**SOLICITUD**:
Presenta los datos que siguen como una tabla Markdown con las columnas «Número» y «Línea», una fila por cada línea con su número de orden y su texto. Omite las líneas en blanco.
┌──
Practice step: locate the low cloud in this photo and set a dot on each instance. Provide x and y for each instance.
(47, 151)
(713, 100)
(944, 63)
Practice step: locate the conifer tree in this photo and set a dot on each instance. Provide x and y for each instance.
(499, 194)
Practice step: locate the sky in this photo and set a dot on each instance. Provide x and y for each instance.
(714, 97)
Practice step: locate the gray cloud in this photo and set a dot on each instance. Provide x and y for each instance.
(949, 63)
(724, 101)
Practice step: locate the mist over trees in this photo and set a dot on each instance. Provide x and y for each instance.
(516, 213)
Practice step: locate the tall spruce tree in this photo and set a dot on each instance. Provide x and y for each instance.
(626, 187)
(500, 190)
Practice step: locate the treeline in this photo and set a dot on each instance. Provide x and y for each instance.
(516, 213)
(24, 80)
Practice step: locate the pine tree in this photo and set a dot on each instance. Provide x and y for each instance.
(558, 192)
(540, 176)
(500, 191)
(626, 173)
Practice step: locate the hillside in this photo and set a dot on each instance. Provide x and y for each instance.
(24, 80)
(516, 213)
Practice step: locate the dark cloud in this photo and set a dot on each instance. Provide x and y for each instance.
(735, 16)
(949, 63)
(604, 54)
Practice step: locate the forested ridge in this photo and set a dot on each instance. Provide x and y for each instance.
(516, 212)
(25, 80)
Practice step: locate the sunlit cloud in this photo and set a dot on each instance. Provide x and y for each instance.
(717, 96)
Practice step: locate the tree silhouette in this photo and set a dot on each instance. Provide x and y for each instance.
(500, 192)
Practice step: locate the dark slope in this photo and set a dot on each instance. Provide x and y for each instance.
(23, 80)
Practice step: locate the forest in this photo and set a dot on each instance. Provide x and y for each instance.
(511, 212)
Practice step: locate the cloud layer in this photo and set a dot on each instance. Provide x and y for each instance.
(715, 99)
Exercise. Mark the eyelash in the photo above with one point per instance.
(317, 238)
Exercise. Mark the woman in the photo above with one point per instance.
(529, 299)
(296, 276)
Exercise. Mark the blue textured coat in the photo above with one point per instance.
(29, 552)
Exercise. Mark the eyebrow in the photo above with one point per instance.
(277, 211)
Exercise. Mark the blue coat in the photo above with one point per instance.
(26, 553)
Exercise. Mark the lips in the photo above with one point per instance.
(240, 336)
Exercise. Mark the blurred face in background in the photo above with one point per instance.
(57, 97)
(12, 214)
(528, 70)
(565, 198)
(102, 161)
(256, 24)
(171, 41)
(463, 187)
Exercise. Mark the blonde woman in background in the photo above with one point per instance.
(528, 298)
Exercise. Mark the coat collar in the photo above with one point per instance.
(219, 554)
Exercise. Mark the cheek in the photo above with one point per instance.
└──
**LA RESPUESTA**:
| Número | Línea |
|---|---|
| 1 | Practice step: locate the low cloud in this photo and set a dot on each instance. Provide x and y for each instance. |
| 2 | (47, 151) |
| 3 | (713, 100) |
| 4 | (944, 63) |
| 5 | Practice step: locate the conifer tree in this photo and set a dot on each instance. Provide x and y for each instance. |
| 6 | (499, 194) |
| 7 | Practice step: locate the sky in this photo and set a dot on each instance. Provide x and y for each instance. |
| 8 | (714, 97) |
| 9 | Practice step: locate the gray cloud in this photo and set a dot on each instance. Provide x and y for each instance. |
| 10 | (949, 63) |
| 11 | (724, 101) |
| 12 | Practice step: locate the mist over trees in this photo and set a dot on each instance. Provide x and y for each instance. |
| 13 | (516, 213) |
| 14 | Practice step: locate the tall spruce tree in this photo and set a dot on each instance. Provide x and y for each instance. |
| 15 | (626, 187) |
| 16 | (500, 190) |
| 17 | Practice step: locate the treeline in this photo and set a dot on each instance. Provide x and y for each instance. |
| 18 | (516, 213) |
| 19 | (24, 80) |
| 20 | Practice step: locate the pine tree in this photo and set a dot on each instance. Provide x and y for each instance. |
| 21 | (558, 192) |
| 22 | (540, 176) |
| 23 | (500, 191) |
| 24 | (626, 173) |
| 25 | Practice step: locate the hillside in this photo and set a dot on each instance. Provide x and y for each instance. |
| 26 | (24, 80) |
| 27 | (516, 213) |
| 28 | Practice step: locate the dark cloud in this photo and set a dot on each instance. Provide x and y for each instance. |
| 29 | (735, 16) |
| 30 | (949, 63) |
| 31 | (604, 54) |
| 32 | Practice step: locate the forested ridge in this photo and set a dot on each instance. Provide x and y for each instance. |
| 33 | (516, 212) |
| 34 | (25, 80) |
| 35 | Practice step: locate the sunlit cloud in this photo and set a dot on each instance. Provide x and y for each instance. |
| 36 | (717, 96) |
| 37 | Practice step: locate the tree silhouette in this photo and set a dot on each instance. Provide x and y for each instance. |
| 38 | (500, 192) |
| 39 | Practice step: locate the dark slope in this photo and set a dot on each instance. Provide x and y for each instance. |
| 40 | (23, 80) |
| 41 | Practice step: locate the forest in this photo and set a dot on each instance. Provide x and y for each instance. |
| 42 | (511, 212) |
| 43 | Practice step: locate the cloud layer in this photo and set a dot on each instance. Provide x and y for each instance. |
| 44 | (715, 99) |
| 45 | Exercise. Mark the eyelash in the photo above with one point per instance. |
| 46 | (317, 238) |
| 47 | Exercise. Mark the woman in the photo above with one point per instance. |
| 48 | (529, 299) |
| 49 | (296, 276) |
| 50 | Exercise. Mark the blue textured coat in the photo above with one point per instance. |
| 51 | (29, 552) |
| 52 | Exercise. Mark the eyebrow in the photo above with one point per instance. |
| 53 | (277, 211) |
| 54 | Exercise. Mark the blue coat in the photo above with one point per instance. |
| 55 | (26, 553) |
| 56 | Exercise. Mark the lips in the photo above with one point per instance. |
| 57 | (240, 336) |
| 58 | Exercise. Mark the blurred face in background in the photo above with one point per instance. |
| 59 | (57, 97) |
| 60 | (12, 214) |
| 61 | (528, 70) |
| 62 | (565, 198) |
| 63 | (102, 161) |
| 64 | (256, 24) |
| 65 | (171, 41) |
| 66 | (463, 187) |
| 67 | Exercise. Mark the blonde woman in background in the photo above with one point per instance. |
| 68 | (528, 298) |
| 69 | Exercise. Mark the coat collar in the photo above with one point per instance. |
| 70 | (219, 554) |
| 71 | Exercise. Mark the cheek in the photo above with one point per instance. |